Well, we are getting somewhere. Could you tell me whether the following command provides a viable output and give me some of the example output (with no proprietary data off course)? I'm thinking for some reason maybe squeue is printing no output/an extra empty line. Perhaps one of the cli output options works differently on that version of slurm.

squeue --states=all -h -r -o '{"a": "%a", "id": %A, "end_time": "%e", "u": "%u", "state": "%T", "p": "%P", "cpu": %C, "mem": "%m", "array_id": "%K"}'

Also are you getting any job stats at all? The logs print if a line errors but continues executing on the rest of the output.

codeknight03 commented 2 weeks ago

This command somehow does not work. Which version of slurm have you guys tested this on ?

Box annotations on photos
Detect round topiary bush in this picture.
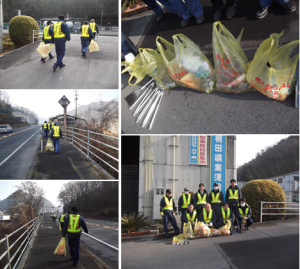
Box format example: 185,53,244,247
8,15,39,48
241,179,286,221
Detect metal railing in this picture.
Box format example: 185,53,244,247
0,216,42,269
62,127,119,172
260,201,299,222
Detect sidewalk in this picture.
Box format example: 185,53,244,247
18,216,103,269
31,137,106,179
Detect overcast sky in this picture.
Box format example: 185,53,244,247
6,89,119,118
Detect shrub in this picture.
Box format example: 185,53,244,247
8,15,39,48
242,179,286,221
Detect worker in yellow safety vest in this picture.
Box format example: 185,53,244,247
63,206,88,266
50,122,62,153
160,189,180,236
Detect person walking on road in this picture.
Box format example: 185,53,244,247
79,21,94,57
50,122,62,153
53,15,71,72
63,206,88,266
160,189,180,236
41,21,54,63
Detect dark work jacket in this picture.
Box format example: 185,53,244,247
178,193,194,211
63,212,88,237
225,186,243,205
194,189,208,210
208,189,224,206
160,196,177,214
235,204,252,220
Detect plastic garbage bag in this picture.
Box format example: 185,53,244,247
139,49,179,90
46,138,54,152
53,237,67,256
121,54,147,86
89,39,100,52
247,31,299,101
36,42,54,58
212,21,254,93
156,34,215,93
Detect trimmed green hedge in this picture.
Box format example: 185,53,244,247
8,15,39,48
242,179,286,221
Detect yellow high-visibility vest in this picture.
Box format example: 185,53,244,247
68,214,81,233
81,25,90,37
228,189,239,200
53,126,60,137
164,195,173,210
181,193,191,208
197,192,206,205
53,21,66,38
43,25,52,40
203,209,212,223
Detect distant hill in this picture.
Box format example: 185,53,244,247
237,136,299,181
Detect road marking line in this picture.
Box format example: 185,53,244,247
0,130,40,166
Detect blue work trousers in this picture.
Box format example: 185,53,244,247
54,42,66,67
68,233,80,264
163,213,179,234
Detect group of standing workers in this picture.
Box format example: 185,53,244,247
160,179,253,236
41,15,99,72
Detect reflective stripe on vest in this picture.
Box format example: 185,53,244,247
221,207,230,220
53,21,66,38
197,192,206,205
238,204,249,218
68,214,81,233
164,195,173,210
203,209,212,223
81,25,90,37
44,25,52,39
53,126,60,137
181,193,191,208
186,210,197,221
228,189,239,200
211,192,221,203
90,22,96,33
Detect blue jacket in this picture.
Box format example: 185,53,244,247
63,212,88,237
53,20,71,43
79,26,94,41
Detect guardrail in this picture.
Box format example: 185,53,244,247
62,127,119,173
0,216,42,269
260,201,299,222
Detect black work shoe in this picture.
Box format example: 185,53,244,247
180,19,190,27
281,1,296,13
226,2,236,20
256,7,269,20
196,14,204,24
214,4,225,21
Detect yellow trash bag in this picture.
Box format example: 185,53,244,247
139,49,179,90
121,54,147,86
53,237,67,256
36,42,54,58
89,39,100,52
212,21,254,93
247,31,299,101
156,34,215,93
46,138,54,152
219,220,231,235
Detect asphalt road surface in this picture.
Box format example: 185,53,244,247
0,126,41,179
0,34,119,89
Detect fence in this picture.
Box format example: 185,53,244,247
260,201,299,222
0,216,42,269
62,127,119,173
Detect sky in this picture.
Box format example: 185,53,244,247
6,90,119,118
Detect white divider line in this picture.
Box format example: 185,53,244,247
0,130,40,166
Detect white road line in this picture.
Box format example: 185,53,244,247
0,127,40,166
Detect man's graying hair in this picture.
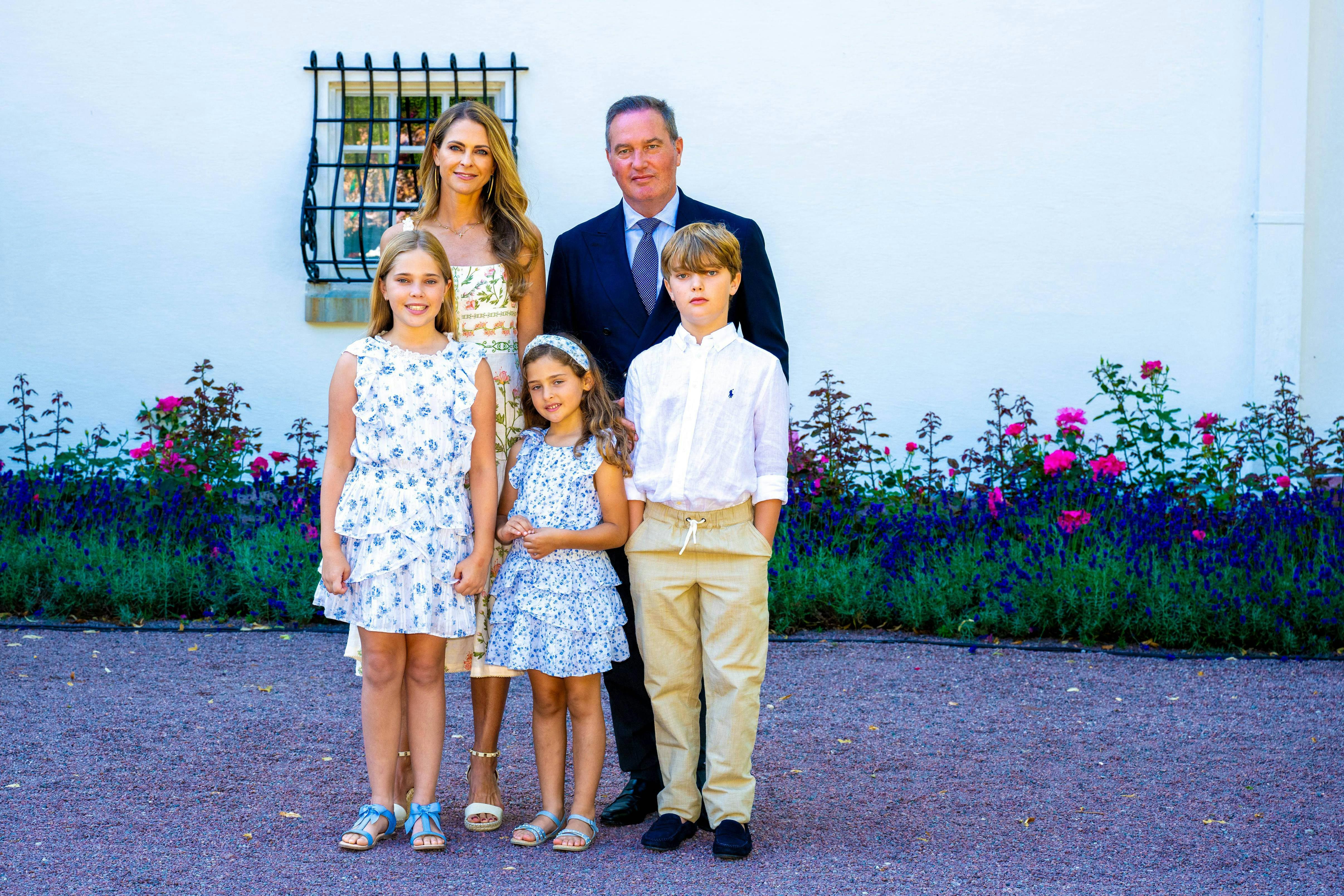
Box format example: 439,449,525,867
606,95,677,149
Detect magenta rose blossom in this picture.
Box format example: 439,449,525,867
1055,511,1091,535
1089,454,1126,482
1055,407,1087,433
1046,449,1078,475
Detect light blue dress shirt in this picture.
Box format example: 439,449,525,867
621,189,681,267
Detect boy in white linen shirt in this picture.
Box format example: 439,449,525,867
625,223,789,858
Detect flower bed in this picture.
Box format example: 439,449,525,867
0,361,1344,653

**WHAT TO DO**
**A)** Translate this sentence from the forum thread into Spanish: "Perhaps one of the cli output options works differently on that version of slurm."
**B)** Answer these questions using the forum thread:
(i) Which option in the suggested squeue command sets the states to include all of them?
(ii) According to the forum thread, what do the logs do when a line errors?
(iii) What does codeknight03 ask about?

**ANSWER LIST**
**A)** Quizás una de las opciones de salida de la CLI funciona de manera diferente en esa versión de slurm.

**B)**
(i) --states=all
(ii) They print, and execution continues on the rest of the output.
(iii) Which version of slurm the command was tested on.